## Textausschnitt
+++++

Link: https://www.dtv.de/buch/hans-peter-kunisch-todtnauberg-28229/

 

Durch Zufall finde ich in einem öffentlichen Bücherschrank einen kleinen Reiseführer über den Schwarzwald, erschienen bei Bertelsmann, Gütersloh 1972, also in etwa der Zeit, in die das Buch von Hans-Peter Kunisch die Leserinnen und Leser führt. Der Eintrag Todtnauberg besteht nur aus drei kurzen Sätzen: „Todtnauberg (1021m, 900 Einwohner), das 3 km abseits der Talstraße liegt. Das hübsche Bergdorf mit seiner unverkennbaren Schwarzwaldszenerie am Südhang des Feldbergs liegt nebelfrei und ruhig über ein weites Wiesengelände verstreut. Bis zu den Schweizer Alpen reicht die Sicht.“ Die Landschaft auf dem Buchcover passt zu dieser Beschreibung.

Sieht man zusätzlich kurz ins Internet, muss man das hier genannte „Wiesengelände“ als Ski- und Wintersportgebiet bezeichnen, mit Loipen und Liften durchzogen, heute eher vom Tourismus geprägt, als von der Landwirtschaft. Es gibt z. B. einen Wanderweg, der nach Martin Heidegger benannt ist. Obwohl von Freiburg aus recht gut erreichbar, ist die Lage am Südhang des Feldbergs schon recht abgelegen.

Nun zur Lektüre: Im Mittelpunkt der Erzählung von Hans-Peter Kunisch steht ein Ausflug zur Hütte Heideggers, wobei der Weg hin mit zwei VW-Käfern zurückgelegt worden ist. Er bedient sich was den Ausflug angeht bei diversen Aufzeichnungen zweier Augenzeugen. Die Literatur ist im Literaturverzeichnis des Buches belegt.

Dabei soll es auf der Rückbank zwischen Heidegger und Celan recht schweigsam zugegangen sein. Stellt man sich dann aber den recht steilen und in zahlreichenden Serpentinen verlaufenden Fahrweg vor, der zudem an einigen Stellen ein beachtliches Panorama bietet, so ist es schonverständlich, dass die Zeit für tiefgehende philosophische Gespräche hier noch nicht gekommen ist.

Wann sollte aber das von Celan im Gedicht anvisierte Gespräch stattfinden, bei dem das „auf eines Denkenden kommendes Wort im Herzen“ ausgesprochen worden wäre (Gedicht „Todtnauberg“, hier S. 172)?

Bezeichnend ist allerdings an der Erzählung von immerhin 350 Seiten, dass die Biographie Paul Celans in etlichen Facetten geschildert wird. Bei seiner Lesung am 24. Juli 1967 in Freiburg sollen an die tausend Besucherinnen und Besucher anwesend gewesen sein und der prominente Philosoph Heidegger habe in der ersten Reihe gesessen. Im Vorfeld habe Heidegger den Dichter und Übersetzer Celan regelrecht protegiert, indem er die Buchhandlungen der Stadt gebeten hat, im Schaufenster Bücher von Celan zu dekorieren.

+++++

(Einträge zur Positionsmarkierung)
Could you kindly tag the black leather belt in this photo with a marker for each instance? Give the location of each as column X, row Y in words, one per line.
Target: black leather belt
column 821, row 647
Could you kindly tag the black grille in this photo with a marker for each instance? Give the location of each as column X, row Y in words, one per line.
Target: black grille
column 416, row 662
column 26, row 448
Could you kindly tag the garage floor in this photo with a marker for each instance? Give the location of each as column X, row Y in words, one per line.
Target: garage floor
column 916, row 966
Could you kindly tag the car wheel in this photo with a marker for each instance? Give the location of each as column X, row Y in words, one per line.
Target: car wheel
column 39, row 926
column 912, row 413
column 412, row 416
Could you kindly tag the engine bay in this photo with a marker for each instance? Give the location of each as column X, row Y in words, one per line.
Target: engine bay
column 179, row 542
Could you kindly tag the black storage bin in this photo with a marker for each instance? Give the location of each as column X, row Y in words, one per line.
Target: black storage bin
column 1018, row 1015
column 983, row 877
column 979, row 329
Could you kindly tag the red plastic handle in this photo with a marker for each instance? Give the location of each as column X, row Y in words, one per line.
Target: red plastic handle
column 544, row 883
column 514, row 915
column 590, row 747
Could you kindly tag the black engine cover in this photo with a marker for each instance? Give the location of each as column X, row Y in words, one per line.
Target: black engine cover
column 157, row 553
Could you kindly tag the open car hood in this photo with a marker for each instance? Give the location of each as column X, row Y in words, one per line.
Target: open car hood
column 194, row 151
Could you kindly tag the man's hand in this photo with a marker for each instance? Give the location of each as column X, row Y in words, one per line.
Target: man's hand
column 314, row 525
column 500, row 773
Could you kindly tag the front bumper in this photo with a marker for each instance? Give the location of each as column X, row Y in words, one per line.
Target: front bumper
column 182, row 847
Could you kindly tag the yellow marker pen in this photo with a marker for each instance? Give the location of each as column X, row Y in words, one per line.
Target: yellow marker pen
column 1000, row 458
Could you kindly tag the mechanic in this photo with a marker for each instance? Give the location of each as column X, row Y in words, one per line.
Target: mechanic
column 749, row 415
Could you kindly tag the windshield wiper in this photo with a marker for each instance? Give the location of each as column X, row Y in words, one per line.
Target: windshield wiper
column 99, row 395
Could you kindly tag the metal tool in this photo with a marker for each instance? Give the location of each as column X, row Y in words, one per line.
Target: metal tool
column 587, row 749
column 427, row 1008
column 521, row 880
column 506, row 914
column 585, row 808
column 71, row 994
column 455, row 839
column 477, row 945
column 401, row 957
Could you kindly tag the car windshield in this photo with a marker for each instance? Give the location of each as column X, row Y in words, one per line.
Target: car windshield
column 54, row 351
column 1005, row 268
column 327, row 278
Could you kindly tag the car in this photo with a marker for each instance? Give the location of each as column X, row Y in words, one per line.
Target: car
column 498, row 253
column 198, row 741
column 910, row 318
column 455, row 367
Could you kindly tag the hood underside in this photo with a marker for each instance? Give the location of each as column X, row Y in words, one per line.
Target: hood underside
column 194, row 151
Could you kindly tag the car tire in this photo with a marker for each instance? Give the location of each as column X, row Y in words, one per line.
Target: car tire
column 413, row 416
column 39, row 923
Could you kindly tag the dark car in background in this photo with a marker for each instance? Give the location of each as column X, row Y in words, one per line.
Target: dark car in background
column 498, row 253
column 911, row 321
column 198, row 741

+++++

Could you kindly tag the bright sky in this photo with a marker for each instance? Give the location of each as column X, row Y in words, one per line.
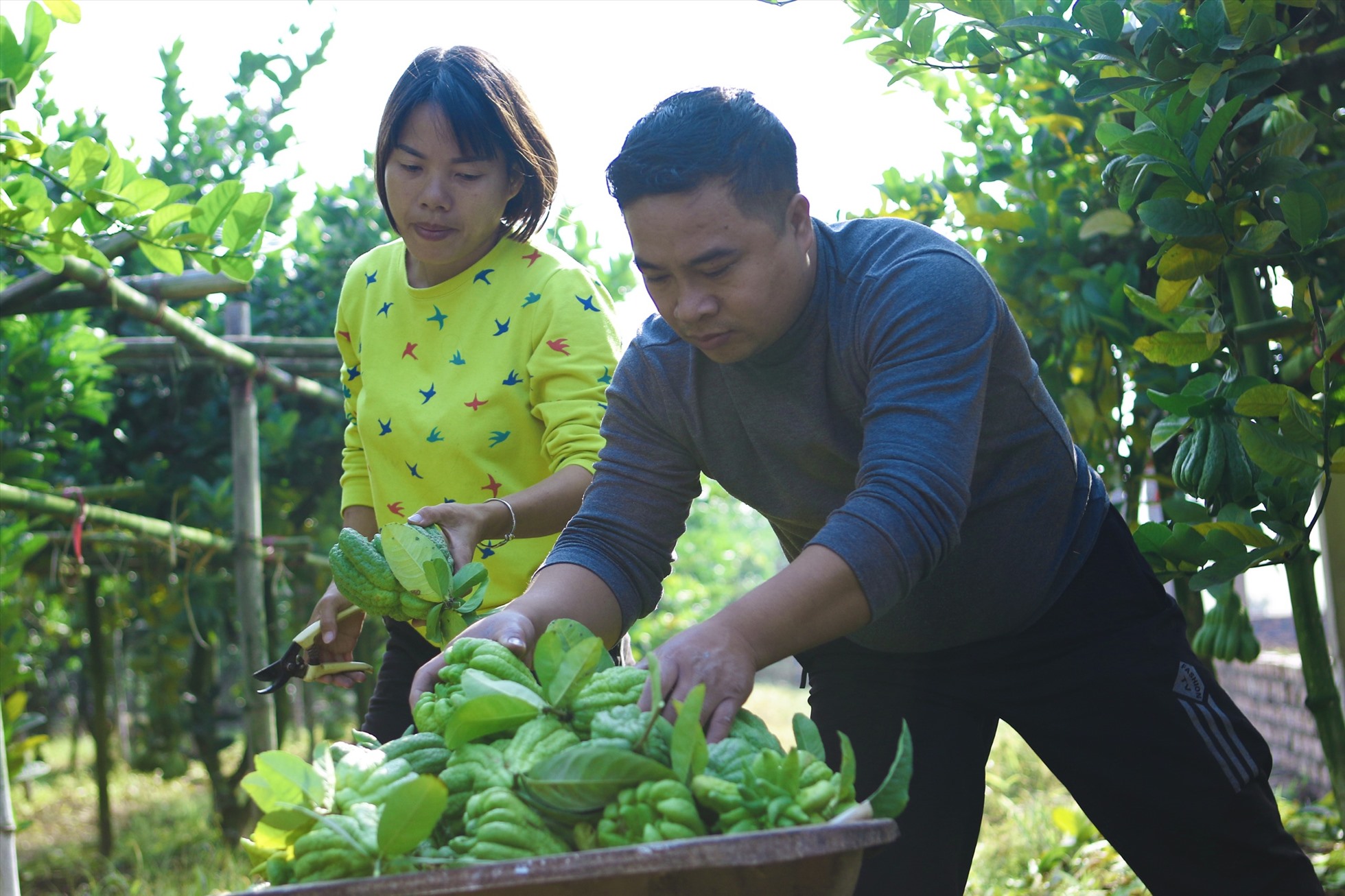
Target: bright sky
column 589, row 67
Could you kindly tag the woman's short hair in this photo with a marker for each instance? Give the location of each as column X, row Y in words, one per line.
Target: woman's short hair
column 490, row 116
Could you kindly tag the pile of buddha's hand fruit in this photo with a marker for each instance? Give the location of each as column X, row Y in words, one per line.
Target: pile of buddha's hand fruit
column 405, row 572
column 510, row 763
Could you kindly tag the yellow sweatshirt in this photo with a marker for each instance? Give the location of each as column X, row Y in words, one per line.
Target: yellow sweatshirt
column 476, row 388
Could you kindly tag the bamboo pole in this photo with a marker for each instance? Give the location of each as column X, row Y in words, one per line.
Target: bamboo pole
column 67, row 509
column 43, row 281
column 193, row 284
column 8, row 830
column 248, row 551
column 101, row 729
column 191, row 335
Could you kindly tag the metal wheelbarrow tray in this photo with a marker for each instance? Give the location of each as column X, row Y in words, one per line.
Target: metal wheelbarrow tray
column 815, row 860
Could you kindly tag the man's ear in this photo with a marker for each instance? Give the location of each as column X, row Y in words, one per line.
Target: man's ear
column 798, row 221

+++++

## Zu erledigen
(a) Wiederhole wortgetreu den Teil des Textausschnitts, der mit den Worten „Wann sollte aber“ beginnt und mit „hier S. 172)?“ endet.
(b) Zieh alle Zeilen der Einträge heraus, in denen die Zeichenfolge „background“ vorkommt, und achte dabei auf Groß- und Kleinschreibung.
Der Textausschnitt und die Einträge stammen aus unterschiedlichen Quellen.

## Lösungen
(a)
Wann sollte aber das von Celan im Gedicht anvisierte Gespräch stattfinden, bei dem das „auf eines Denkenden kommendes Wort im Herzen“ ausgesprochen worden wäre (Gedicht „Todtnauberg“, hier S. 172)?

(b)
Could you kindly tag the dark car in background in this photo with a marker for each instance? Give the location of each as column X, row Y in words, one per line.
Target: dark car in background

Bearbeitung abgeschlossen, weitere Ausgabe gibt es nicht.